# Task brief:
Filter the data below and keep each line that contains the string "bars", matching case exactly.

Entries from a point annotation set
════════════════════

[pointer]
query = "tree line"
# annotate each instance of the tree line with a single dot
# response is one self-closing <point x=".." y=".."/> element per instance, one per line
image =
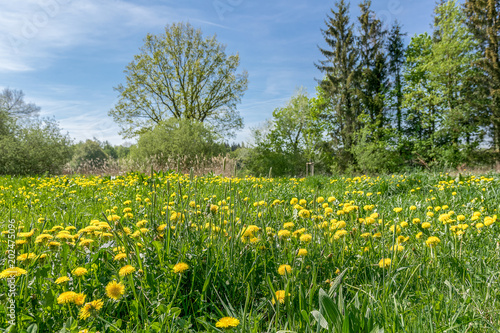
<point x="381" y="105"/>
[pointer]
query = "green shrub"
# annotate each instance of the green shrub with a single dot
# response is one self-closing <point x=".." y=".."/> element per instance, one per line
<point x="183" y="139"/>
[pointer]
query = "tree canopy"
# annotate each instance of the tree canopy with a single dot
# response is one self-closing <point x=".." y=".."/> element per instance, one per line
<point x="180" y="74"/>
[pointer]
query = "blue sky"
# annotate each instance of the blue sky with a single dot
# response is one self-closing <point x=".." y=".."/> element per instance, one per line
<point x="67" y="55"/>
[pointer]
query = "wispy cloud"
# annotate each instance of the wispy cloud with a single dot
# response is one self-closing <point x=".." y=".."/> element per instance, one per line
<point x="34" y="33"/>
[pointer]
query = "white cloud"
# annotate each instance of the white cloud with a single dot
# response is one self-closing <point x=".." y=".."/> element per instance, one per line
<point x="35" y="33"/>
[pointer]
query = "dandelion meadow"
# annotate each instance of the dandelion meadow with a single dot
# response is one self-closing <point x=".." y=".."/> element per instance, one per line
<point x="184" y="253"/>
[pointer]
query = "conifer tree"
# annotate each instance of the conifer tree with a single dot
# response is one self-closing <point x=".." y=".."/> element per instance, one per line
<point x="396" y="59"/>
<point x="483" y="19"/>
<point x="340" y="68"/>
<point x="373" y="79"/>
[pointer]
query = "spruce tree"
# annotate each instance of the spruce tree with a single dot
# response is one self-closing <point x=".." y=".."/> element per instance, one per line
<point x="396" y="59"/>
<point x="373" y="81"/>
<point x="483" y="19"/>
<point x="340" y="68"/>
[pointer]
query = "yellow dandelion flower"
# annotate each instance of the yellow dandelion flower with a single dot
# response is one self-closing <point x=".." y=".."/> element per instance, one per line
<point x="284" y="269"/>
<point x="384" y="263"/>
<point x="280" y="296"/>
<point x="80" y="271"/>
<point x="284" y="234"/>
<point x="115" y="290"/>
<point x="12" y="272"/>
<point x="120" y="256"/>
<point x="90" y="309"/>
<point x="66" y="297"/>
<point x="126" y="270"/>
<point x="180" y="267"/>
<point x="432" y="241"/>
<point x="302" y="253"/>
<point x="62" y="279"/>
<point x="79" y="299"/>
<point x="227" y="322"/>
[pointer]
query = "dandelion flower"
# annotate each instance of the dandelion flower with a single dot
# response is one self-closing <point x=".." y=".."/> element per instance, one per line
<point x="62" y="279"/>
<point x="432" y="241"/>
<point x="80" y="271"/>
<point x="284" y="269"/>
<point x="284" y="234"/>
<point x="305" y="238"/>
<point x="126" y="270"/>
<point x="115" y="290"/>
<point x="66" y="297"/>
<point x="180" y="267"/>
<point x="302" y="253"/>
<point x="79" y="299"/>
<point x="120" y="256"/>
<point x="280" y="296"/>
<point x="384" y="263"/>
<point x="227" y="322"/>
<point x="12" y="272"/>
<point x="90" y="308"/>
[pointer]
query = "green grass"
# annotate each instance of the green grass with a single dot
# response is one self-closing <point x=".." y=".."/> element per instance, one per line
<point x="337" y="287"/>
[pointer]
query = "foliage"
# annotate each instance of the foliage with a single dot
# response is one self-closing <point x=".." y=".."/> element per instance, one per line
<point x="182" y="75"/>
<point x="33" y="146"/>
<point x="483" y="20"/>
<point x="86" y="152"/>
<point x="339" y="84"/>
<point x="12" y="102"/>
<point x="292" y="138"/>
<point x="184" y="138"/>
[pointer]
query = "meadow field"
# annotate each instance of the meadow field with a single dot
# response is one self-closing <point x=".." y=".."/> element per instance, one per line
<point x="184" y="253"/>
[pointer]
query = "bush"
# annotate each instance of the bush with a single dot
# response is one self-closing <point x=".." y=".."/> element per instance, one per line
<point x="88" y="153"/>
<point x="35" y="146"/>
<point x="187" y="140"/>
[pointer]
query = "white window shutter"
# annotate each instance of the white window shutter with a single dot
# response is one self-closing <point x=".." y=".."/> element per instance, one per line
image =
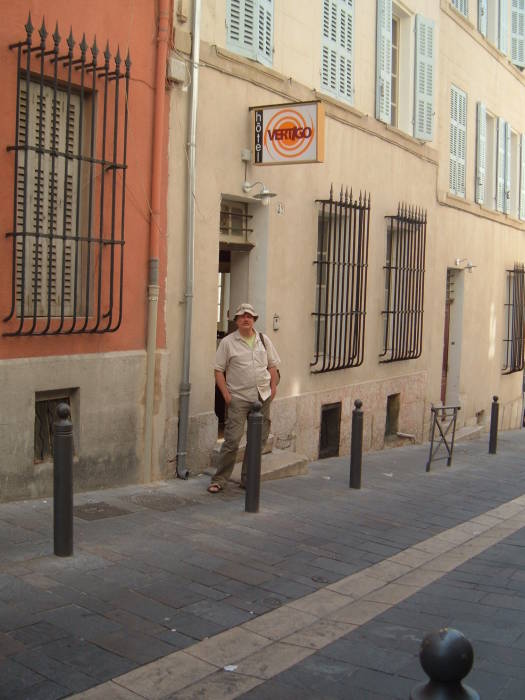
<point x="329" y="48"/>
<point x="51" y="213"/>
<point x="384" y="60"/>
<point x="483" y="16"/>
<point x="503" y="28"/>
<point x="481" y="153"/>
<point x="265" y="32"/>
<point x="461" y="5"/>
<point x="458" y="141"/>
<point x="500" y="174"/>
<point x="346" y="49"/>
<point x="337" y="59"/>
<point x="522" y="179"/>
<point x="517" y="46"/>
<point x="424" y="79"/>
<point x="506" y="200"/>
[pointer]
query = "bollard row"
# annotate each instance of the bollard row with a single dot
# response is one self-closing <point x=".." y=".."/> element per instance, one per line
<point x="63" y="482"/>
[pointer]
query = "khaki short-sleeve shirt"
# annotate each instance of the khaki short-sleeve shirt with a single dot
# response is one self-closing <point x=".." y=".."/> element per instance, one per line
<point x="246" y="368"/>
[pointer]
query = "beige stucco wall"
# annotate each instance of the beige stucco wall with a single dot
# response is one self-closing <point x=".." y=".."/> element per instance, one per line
<point x="107" y="398"/>
<point x="364" y="154"/>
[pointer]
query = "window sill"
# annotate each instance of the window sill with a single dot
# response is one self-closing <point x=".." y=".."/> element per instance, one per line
<point x="246" y="61"/>
<point x="461" y="203"/>
<point x="331" y="99"/>
<point x="484" y="42"/>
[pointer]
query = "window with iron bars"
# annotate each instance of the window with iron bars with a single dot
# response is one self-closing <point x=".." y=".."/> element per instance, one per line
<point x="514" y="340"/>
<point x="404" y="284"/>
<point x="342" y="266"/>
<point x="69" y="187"/>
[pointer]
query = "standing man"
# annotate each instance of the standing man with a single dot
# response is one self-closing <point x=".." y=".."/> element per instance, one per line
<point x="245" y="371"/>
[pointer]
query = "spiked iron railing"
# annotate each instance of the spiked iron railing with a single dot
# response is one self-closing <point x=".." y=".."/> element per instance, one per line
<point x="514" y="341"/>
<point x="69" y="187"/>
<point x="404" y="284"/>
<point x="342" y="267"/>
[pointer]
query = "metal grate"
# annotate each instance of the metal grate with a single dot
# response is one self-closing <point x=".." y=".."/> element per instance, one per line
<point x="342" y="265"/>
<point x="404" y="285"/>
<point x="514" y="341"/>
<point x="69" y="187"/>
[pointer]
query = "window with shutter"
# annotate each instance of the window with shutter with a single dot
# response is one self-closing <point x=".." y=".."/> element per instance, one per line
<point x="47" y="277"/>
<point x="461" y="6"/>
<point x="517" y="46"/>
<point x="503" y="36"/>
<point x="481" y="153"/>
<point x="384" y="61"/>
<point x="249" y="26"/>
<point x="522" y="178"/>
<point x="483" y="16"/>
<point x="458" y="140"/>
<point x="424" y="79"/>
<point x="503" y="166"/>
<point x="337" y="54"/>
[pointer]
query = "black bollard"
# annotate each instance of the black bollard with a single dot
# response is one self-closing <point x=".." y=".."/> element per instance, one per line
<point x="63" y="482"/>
<point x="494" y="414"/>
<point x="356" y="448"/>
<point x="446" y="657"/>
<point x="253" y="458"/>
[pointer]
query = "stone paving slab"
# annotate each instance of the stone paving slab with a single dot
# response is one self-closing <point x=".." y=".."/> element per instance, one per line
<point x="312" y="534"/>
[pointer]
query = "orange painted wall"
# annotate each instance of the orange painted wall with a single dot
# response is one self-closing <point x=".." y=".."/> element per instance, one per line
<point x="128" y="24"/>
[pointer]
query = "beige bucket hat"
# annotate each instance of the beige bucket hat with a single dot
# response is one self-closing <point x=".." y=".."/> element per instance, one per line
<point x="245" y="309"/>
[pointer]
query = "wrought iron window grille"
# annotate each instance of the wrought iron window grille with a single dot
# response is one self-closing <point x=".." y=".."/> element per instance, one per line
<point x="70" y="167"/>
<point x="404" y="284"/>
<point x="514" y="341"/>
<point x="342" y="268"/>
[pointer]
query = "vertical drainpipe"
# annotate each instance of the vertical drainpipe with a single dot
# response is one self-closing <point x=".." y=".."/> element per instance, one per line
<point x="185" y="386"/>
<point x="158" y="150"/>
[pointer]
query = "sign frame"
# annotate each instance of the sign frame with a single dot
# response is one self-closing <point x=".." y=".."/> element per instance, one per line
<point x="291" y="133"/>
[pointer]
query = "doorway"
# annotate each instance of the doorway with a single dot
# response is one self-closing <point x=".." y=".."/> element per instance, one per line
<point x="452" y="338"/>
<point x="233" y="277"/>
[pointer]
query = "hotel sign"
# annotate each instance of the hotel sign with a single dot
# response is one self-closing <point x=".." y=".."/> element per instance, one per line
<point x="288" y="133"/>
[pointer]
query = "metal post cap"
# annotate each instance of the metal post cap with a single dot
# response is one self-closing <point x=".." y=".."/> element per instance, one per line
<point x="446" y="656"/>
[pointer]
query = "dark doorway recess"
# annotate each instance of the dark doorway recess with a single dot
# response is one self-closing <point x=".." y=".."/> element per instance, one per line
<point x="330" y="430"/>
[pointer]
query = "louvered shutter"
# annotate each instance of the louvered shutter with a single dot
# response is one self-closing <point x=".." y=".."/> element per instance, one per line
<point x="458" y="140"/>
<point x="265" y="32"/>
<point x="337" y="64"/>
<point x="483" y="16"/>
<point x="522" y="179"/>
<point x="49" y="200"/>
<point x="384" y="61"/>
<point x="506" y="200"/>
<point x="481" y="153"/>
<point x="241" y="22"/>
<point x="461" y="5"/>
<point x="503" y="33"/>
<point x="329" y="47"/>
<point x="346" y="50"/>
<point x="424" y="79"/>
<point x="500" y="175"/>
<point x="517" y="47"/>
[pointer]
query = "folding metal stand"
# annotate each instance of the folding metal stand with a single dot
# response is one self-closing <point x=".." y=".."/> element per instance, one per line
<point x="444" y="419"/>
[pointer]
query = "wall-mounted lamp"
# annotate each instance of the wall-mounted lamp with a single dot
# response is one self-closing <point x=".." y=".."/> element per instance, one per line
<point x="468" y="263"/>
<point x="264" y="195"/>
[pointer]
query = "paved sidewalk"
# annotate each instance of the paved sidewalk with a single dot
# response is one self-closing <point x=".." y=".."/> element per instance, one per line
<point x="325" y="593"/>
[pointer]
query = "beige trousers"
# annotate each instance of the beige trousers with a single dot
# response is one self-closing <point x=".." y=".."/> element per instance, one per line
<point x="233" y="431"/>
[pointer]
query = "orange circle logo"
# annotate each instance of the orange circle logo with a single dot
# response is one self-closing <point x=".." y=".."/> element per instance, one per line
<point x="288" y="134"/>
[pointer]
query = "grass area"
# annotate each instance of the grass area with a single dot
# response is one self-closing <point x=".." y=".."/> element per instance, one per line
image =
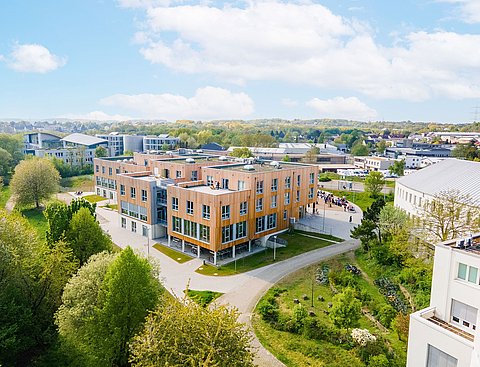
<point x="175" y="255"/>
<point x="295" y="349"/>
<point x="4" y="196"/>
<point x="37" y="220"/>
<point x="94" y="198"/>
<point x="78" y="183"/>
<point x="203" y="298"/>
<point x="297" y="244"/>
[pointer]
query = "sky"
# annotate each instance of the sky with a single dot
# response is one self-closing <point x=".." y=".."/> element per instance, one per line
<point x="366" y="60"/>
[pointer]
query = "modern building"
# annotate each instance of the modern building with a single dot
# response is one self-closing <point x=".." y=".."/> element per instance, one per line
<point x="413" y="190"/>
<point x="445" y="333"/>
<point x="206" y="203"/>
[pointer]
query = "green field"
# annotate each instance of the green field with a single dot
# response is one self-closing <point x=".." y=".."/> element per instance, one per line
<point x="294" y="349"/>
<point x="297" y="244"/>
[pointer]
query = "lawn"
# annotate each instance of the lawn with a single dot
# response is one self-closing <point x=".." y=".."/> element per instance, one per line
<point x="37" y="220"/>
<point x="203" y="298"/>
<point x="94" y="198"/>
<point x="173" y="254"/>
<point x="295" y="349"/>
<point x="78" y="183"/>
<point x="4" y="196"/>
<point x="297" y="244"/>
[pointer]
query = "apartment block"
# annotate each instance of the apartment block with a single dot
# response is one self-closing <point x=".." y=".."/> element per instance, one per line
<point x="445" y="334"/>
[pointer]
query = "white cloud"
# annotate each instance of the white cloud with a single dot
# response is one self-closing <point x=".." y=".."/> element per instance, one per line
<point x="469" y="10"/>
<point x="306" y="43"/>
<point x="96" y="116"/>
<point x="207" y="103"/>
<point x="350" y="108"/>
<point x="33" y="58"/>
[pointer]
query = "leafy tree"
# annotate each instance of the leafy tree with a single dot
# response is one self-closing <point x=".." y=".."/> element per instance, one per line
<point x="346" y="309"/>
<point x="360" y="150"/>
<point x="85" y="236"/>
<point x="105" y="305"/>
<point x="34" y="180"/>
<point x="242" y="152"/>
<point x="186" y="334"/>
<point x="449" y="215"/>
<point x="398" y="168"/>
<point x="101" y="152"/>
<point x="374" y="183"/>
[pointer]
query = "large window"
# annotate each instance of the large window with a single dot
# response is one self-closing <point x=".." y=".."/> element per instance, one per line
<point x="243" y="208"/>
<point x="225" y="211"/>
<point x="189" y="207"/>
<point x="206" y="211"/>
<point x="259" y="187"/>
<point x="438" y="358"/>
<point x="174" y="203"/>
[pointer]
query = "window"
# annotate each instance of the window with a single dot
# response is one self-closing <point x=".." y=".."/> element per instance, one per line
<point x="204" y="233"/>
<point x="272" y="221"/>
<point x="241" y="230"/>
<point x="174" y="203"/>
<point x="189" y="207"/>
<point x="438" y="358"/>
<point x="260" y="224"/>
<point x="176" y="225"/>
<point x="225" y="211"/>
<point x="259" y="187"/>
<point x="259" y="205"/>
<point x="273" y="203"/>
<point x="275" y="184"/>
<point x="464" y="315"/>
<point x="243" y="208"/>
<point x="206" y="211"/>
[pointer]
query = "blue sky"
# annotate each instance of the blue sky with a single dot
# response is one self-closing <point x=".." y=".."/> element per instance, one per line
<point x="170" y="59"/>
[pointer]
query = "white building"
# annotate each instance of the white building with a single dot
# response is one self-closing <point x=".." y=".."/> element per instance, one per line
<point x="412" y="191"/>
<point x="445" y="334"/>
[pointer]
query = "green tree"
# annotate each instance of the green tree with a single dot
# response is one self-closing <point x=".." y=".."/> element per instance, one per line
<point x="101" y="152"/>
<point x="34" y="180"/>
<point x="186" y="334"/>
<point x="85" y="236"/>
<point x="242" y="152"/>
<point x="398" y="168"/>
<point x="346" y="309"/>
<point x="374" y="183"/>
<point x="360" y="150"/>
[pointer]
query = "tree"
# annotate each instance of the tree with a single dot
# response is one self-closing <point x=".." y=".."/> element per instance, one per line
<point x="242" y="152"/>
<point x="119" y="296"/>
<point x="311" y="155"/>
<point x="374" y="183"/>
<point x="185" y="334"/>
<point x="34" y="180"/>
<point x="85" y="236"/>
<point x="346" y="309"/>
<point x="449" y="215"/>
<point x="101" y="152"/>
<point x="398" y="168"/>
<point x="360" y="150"/>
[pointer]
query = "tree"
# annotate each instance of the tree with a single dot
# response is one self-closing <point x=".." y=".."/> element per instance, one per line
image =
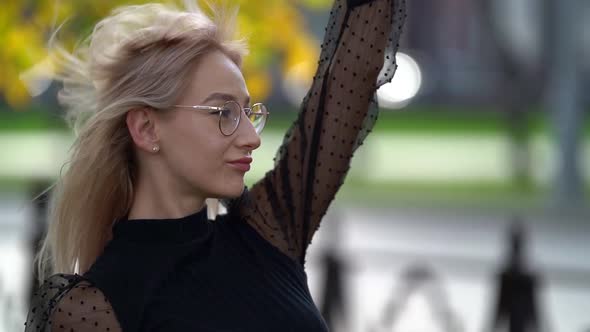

════════════════════

# Correct response:
query = "window with iron bars"
# annotate each instance of the window with iron bars with a single dot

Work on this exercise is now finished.